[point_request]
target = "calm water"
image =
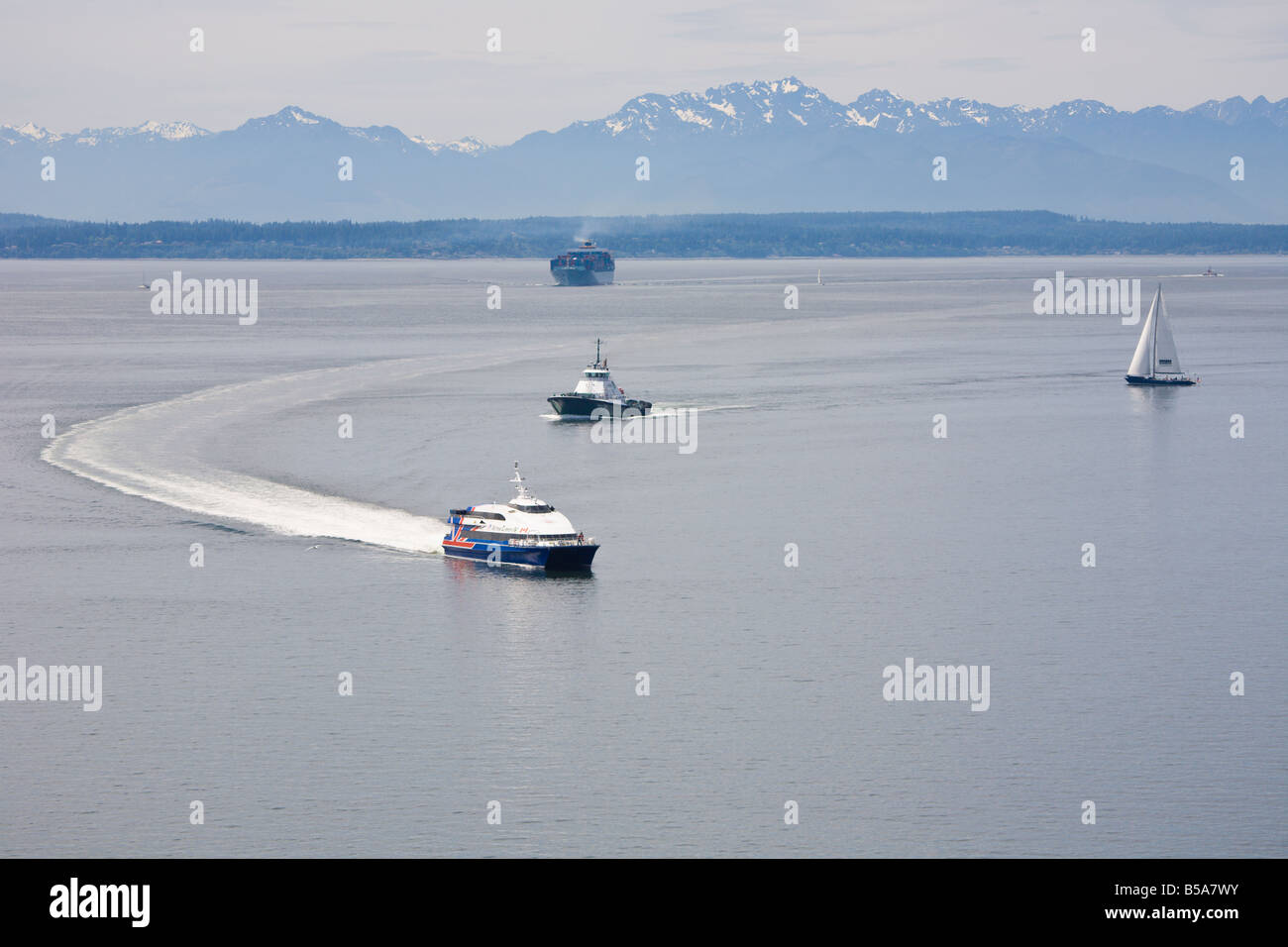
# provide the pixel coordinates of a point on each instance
(475, 684)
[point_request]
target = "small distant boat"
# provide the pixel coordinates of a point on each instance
(584, 265)
(1155, 361)
(596, 393)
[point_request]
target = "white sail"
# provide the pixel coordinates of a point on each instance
(1166, 363)
(1142, 363)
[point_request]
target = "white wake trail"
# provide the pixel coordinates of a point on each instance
(151, 451)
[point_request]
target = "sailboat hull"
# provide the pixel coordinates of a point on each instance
(1138, 380)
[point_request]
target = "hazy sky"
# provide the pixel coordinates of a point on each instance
(423, 65)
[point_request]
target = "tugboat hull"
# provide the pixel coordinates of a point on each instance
(572, 406)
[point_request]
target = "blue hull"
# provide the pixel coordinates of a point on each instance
(550, 558)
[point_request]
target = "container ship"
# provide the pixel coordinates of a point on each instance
(584, 265)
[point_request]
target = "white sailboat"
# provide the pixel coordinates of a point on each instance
(1155, 361)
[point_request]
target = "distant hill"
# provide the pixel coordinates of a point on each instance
(748, 147)
(961, 234)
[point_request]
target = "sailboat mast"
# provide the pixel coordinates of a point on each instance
(1153, 361)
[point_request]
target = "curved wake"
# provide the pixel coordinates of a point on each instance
(151, 451)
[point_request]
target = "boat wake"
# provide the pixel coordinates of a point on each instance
(154, 451)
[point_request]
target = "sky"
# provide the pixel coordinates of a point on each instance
(424, 67)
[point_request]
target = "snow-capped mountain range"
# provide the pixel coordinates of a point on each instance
(764, 146)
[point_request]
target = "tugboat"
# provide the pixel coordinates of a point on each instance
(584, 265)
(596, 389)
(526, 531)
(1155, 361)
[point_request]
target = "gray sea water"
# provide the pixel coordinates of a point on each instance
(1108, 684)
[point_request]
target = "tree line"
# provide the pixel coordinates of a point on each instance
(956, 234)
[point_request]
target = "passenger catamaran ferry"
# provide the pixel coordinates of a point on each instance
(1155, 361)
(596, 390)
(526, 531)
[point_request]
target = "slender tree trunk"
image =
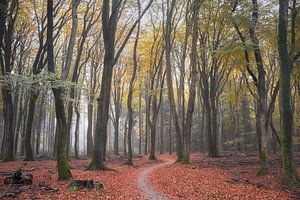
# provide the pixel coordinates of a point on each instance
(168, 36)
(290, 172)
(64, 172)
(90, 128)
(30, 119)
(140, 122)
(76, 143)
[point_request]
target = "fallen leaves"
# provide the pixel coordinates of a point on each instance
(210, 179)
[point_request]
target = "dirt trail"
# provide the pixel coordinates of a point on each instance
(144, 184)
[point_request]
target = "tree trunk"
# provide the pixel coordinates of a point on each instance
(76, 143)
(290, 172)
(30, 118)
(89, 138)
(140, 122)
(64, 172)
(168, 49)
(8, 150)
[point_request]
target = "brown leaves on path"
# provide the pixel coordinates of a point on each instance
(201, 180)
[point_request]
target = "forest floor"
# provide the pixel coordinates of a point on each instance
(230, 177)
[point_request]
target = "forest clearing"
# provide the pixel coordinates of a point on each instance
(150, 99)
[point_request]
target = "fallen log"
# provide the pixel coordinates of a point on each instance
(18, 177)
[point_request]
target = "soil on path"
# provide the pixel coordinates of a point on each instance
(143, 183)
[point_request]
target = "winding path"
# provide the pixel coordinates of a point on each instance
(146, 187)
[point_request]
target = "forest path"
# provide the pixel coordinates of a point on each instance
(150, 192)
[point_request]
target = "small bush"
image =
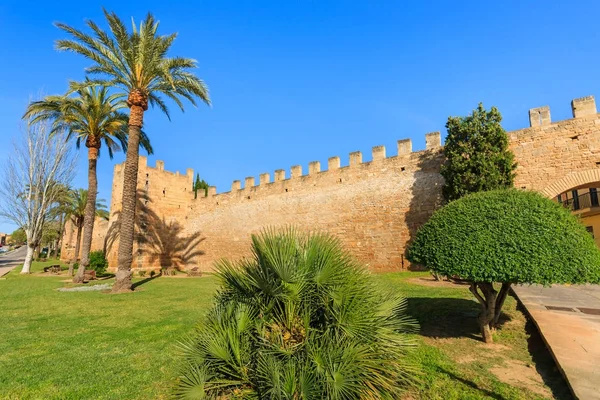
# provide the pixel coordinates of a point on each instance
(98, 262)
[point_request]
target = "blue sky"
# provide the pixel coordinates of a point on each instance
(297, 81)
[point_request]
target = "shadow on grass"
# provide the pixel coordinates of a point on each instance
(543, 360)
(137, 284)
(471, 384)
(447, 317)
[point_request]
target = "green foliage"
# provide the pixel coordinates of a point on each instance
(200, 185)
(98, 262)
(74, 207)
(135, 61)
(18, 237)
(299, 320)
(507, 236)
(92, 116)
(477, 154)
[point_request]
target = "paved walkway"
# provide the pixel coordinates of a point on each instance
(568, 318)
(12, 259)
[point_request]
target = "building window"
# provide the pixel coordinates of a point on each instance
(594, 197)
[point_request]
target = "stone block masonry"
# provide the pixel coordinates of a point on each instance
(373, 207)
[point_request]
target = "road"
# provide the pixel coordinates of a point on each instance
(12, 259)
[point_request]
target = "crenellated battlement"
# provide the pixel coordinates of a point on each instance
(355, 159)
(374, 207)
(580, 107)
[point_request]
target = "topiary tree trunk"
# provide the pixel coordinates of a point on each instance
(491, 306)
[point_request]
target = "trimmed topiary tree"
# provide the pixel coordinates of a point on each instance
(507, 237)
(298, 320)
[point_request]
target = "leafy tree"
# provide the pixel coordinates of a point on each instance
(477, 154)
(135, 64)
(92, 116)
(75, 210)
(200, 185)
(506, 236)
(298, 320)
(18, 237)
(98, 262)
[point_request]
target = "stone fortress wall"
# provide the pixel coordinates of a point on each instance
(373, 207)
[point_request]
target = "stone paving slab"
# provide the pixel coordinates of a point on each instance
(572, 337)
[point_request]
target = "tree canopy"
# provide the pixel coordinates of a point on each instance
(18, 236)
(477, 154)
(507, 236)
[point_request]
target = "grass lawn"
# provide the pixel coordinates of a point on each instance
(93, 345)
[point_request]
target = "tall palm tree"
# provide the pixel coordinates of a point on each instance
(75, 210)
(90, 114)
(136, 65)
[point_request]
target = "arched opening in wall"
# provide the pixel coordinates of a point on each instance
(584, 201)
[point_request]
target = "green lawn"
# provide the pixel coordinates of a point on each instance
(93, 345)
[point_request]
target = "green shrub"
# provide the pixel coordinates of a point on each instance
(299, 320)
(98, 262)
(506, 236)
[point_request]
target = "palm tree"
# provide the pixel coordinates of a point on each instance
(75, 210)
(136, 65)
(93, 116)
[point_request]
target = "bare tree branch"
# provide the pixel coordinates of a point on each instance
(34, 175)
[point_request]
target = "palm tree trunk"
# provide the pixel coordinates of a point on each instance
(61, 232)
(79, 229)
(89, 216)
(126, 234)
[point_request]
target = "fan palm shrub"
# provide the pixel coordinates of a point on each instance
(136, 65)
(298, 320)
(75, 208)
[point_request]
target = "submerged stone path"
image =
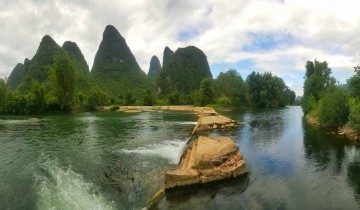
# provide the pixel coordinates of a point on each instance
(207, 159)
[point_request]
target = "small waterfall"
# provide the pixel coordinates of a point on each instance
(169, 150)
(59, 188)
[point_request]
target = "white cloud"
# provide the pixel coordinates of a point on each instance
(322, 29)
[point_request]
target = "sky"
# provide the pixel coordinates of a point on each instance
(247, 35)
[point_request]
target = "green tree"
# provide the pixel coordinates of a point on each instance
(333, 108)
(266, 90)
(174, 98)
(129, 99)
(318, 81)
(354, 83)
(230, 86)
(62, 77)
(35, 98)
(3, 94)
(207, 94)
(354, 117)
(149, 99)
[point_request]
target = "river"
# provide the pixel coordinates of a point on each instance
(108, 160)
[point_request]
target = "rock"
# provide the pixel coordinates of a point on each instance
(167, 55)
(74, 51)
(115, 68)
(209, 119)
(208, 159)
(184, 71)
(155, 67)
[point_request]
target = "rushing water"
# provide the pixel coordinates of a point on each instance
(117, 161)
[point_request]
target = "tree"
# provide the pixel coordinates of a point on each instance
(333, 108)
(207, 94)
(354, 83)
(3, 94)
(230, 85)
(35, 98)
(354, 117)
(318, 81)
(266, 90)
(62, 76)
(149, 99)
(129, 99)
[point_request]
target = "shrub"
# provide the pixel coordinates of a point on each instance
(334, 109)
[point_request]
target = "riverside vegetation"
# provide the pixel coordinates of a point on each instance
(330, 104)
(58, 79)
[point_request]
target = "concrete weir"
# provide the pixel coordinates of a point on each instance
(207, 159)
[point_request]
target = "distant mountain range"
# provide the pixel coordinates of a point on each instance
(115, 69)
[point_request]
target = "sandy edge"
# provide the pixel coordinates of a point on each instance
(345, 130)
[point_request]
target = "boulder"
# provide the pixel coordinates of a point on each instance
(208, 159)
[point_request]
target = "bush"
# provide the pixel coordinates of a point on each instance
(114, 108)
(354, 117)
(334, 109)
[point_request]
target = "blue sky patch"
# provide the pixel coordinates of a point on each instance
(186, 35)
(265, 42)
(244, 67)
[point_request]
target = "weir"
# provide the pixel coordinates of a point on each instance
(206, 159)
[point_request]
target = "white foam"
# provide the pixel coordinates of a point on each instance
(188, 123)
(60, 188)
(169, 150)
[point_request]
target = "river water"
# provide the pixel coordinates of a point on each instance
(117, 161)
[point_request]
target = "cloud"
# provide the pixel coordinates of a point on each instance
(272, 35)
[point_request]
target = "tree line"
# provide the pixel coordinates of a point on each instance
(66, 90)
(331, 103)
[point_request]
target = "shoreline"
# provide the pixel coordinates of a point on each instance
(345, 130)
(208, 119)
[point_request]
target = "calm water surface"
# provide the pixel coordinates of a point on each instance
(117, 161)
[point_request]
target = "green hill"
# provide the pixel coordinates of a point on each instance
(155, 68)
(184, 71)
(74, 51)
(38, 67)
(167, 55)
(115, 68)
(15, 76)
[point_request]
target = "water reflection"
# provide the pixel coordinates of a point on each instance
(204, 195)
(324, 150)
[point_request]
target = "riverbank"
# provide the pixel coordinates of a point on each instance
(345, 130)
(206, 159)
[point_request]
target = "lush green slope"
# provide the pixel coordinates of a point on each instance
(184, 71)
(15, 76)
(115, 68)
(167, 55)
(155, 67)
(38, 67)
(74, 51)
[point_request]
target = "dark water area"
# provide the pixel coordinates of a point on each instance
(118, 160)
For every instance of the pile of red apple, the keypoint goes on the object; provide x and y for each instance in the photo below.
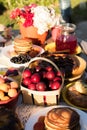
(41, 78)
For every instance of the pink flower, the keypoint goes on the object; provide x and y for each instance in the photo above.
(15, 13)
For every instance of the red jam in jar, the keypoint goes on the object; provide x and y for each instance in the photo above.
(66, 42)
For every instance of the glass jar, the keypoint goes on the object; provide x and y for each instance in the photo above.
(67, 41)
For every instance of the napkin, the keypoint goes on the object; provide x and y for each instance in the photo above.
(84, 46)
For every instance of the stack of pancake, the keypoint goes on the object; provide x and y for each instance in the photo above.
(22, 45)
(62, 118)
(77, 93)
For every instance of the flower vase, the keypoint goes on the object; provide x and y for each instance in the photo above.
(31, 32)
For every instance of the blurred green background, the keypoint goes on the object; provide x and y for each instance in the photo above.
(79, 8)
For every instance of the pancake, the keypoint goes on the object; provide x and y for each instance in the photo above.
(62, 119)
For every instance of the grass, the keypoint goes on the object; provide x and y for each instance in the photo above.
(78, 14)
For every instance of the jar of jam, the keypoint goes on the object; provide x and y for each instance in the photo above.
(67, 41)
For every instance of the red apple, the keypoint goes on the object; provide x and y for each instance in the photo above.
(1, 80)
(26, 73)
(41, 86)
(49, 68)
(35, 78)
(32, 86)
(26, 81)
(55, 85)
(57, 79)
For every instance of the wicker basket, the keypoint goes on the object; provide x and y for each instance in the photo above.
(44, 98)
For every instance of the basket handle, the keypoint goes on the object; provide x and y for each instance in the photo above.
(51, 62)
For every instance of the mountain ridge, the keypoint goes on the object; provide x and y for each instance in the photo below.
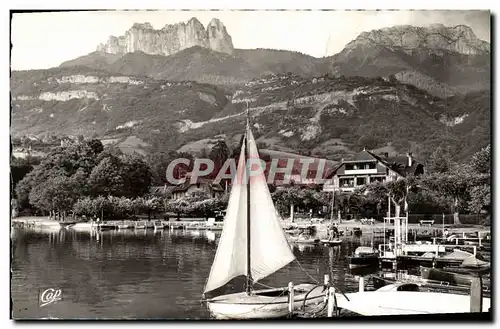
(170, 39)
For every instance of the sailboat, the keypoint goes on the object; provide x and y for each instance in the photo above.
(254, 244)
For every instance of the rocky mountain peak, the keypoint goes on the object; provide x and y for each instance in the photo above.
(171, 39)
(436, 37)
(218, 37)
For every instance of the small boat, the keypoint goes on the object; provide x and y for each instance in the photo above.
(405, 299)
(332, 242)
(125, 225)
(363, 257)
(140, 225)
(307, 241)
(429, 259)
(384, 279)
(436, 274)
(253, 244)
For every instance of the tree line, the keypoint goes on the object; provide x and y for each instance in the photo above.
(86, 179)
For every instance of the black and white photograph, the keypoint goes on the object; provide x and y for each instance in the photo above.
(250, 164)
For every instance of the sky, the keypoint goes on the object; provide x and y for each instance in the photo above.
(44, 40)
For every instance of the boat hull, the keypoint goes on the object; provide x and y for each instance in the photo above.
(363, 261)
(259, 305)
(331, 242)
(453, 278)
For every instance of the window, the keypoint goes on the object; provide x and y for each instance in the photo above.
(346, 182)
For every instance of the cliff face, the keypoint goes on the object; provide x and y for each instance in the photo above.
(435, 38)
(171, 39)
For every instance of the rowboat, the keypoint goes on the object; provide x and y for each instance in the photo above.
(140, 225)
(253, 244)
(332, 242)
(397, 300)
(451, 277)
(381, 280)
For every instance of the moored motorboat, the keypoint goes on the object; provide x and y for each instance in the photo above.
(406, 300)
(363, 257)
(331, 242)
(437, 274)
(384, 279)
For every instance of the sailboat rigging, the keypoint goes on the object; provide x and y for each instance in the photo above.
(253, 244)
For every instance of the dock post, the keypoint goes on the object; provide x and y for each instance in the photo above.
(361, 283)
(290, 298)
(476, 295)
(331, 301)
(327, 279)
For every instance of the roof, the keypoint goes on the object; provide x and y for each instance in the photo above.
(187, 183)
(397, 164)
(157, 189)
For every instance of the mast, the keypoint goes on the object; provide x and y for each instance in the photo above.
(249, 271)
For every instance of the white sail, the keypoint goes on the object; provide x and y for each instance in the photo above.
(269, 249)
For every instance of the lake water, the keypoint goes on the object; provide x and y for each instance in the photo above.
(141, 275)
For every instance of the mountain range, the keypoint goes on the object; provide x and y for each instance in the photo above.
(399, 88)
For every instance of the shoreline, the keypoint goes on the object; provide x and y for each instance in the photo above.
(320, 227)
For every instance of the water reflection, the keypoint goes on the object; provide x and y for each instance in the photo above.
(141, 273)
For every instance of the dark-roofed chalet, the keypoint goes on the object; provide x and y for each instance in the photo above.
(367, 167)
(202, 185)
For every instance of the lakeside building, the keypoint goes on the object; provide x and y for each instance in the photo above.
(202, 186)
(366, 167)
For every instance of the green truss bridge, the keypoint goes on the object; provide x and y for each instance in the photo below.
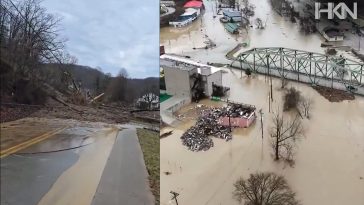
(302, 66)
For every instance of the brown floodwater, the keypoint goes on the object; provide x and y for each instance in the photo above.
(328, 160)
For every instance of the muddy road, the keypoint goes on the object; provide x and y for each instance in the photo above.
(56, 161)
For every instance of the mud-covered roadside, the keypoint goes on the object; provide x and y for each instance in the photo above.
(101, 113)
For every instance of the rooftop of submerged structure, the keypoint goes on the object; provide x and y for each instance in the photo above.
(182, 63)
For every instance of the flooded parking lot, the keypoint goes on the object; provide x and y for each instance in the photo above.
(327, 170)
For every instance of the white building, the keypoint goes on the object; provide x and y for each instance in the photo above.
(184, 77)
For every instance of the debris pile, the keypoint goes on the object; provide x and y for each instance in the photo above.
(197, 137)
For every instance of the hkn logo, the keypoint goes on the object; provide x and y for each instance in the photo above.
(333, 10)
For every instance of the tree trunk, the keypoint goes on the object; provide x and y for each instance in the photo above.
(277, 149)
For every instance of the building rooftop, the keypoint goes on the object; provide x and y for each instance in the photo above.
(165, 62)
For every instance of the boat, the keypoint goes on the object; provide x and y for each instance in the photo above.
(186, 18)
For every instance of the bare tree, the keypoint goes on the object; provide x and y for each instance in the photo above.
----
◆ TASK GOAL ◆
Could you retype, word for word, every line of the material above from the one containing "For every instance of the flooded" through the last line?

◆ SOLUTION FOR THIS TASK ◆
For every instance of the flooded parking lot, the keypoint goes on the object; provide x and y for each instance in the photo above.
(327, 170)
For every instance of the white building, the keypoint goes on the object; provide x and y for each instance in the photo above.
(184, 77)
For every instance of the debris pile, the keypoint goes on the object; provide x and y for each instance in the photo above.
(197, 137)
For every instance of the hkn logo, the keypoint goes on the object; provide x and y for each instance in the photo above.
(333, 10)
For every instance of the tree trunk, the keypoint goes on the object; provide x and y for each instance in the photo above.
(277, 149)
For every instance of the building rooftop, the keypoint goes on the object; provide x and y for each instance in the photo above.
(165, 62)
For every instance of the boat, the keypoint goes on the object; provide x and y for each instance in the photo above.
(186, 18)
For every instance of the bare tree, the keypoint goes on the object; provide x and y for each instance in the photo above.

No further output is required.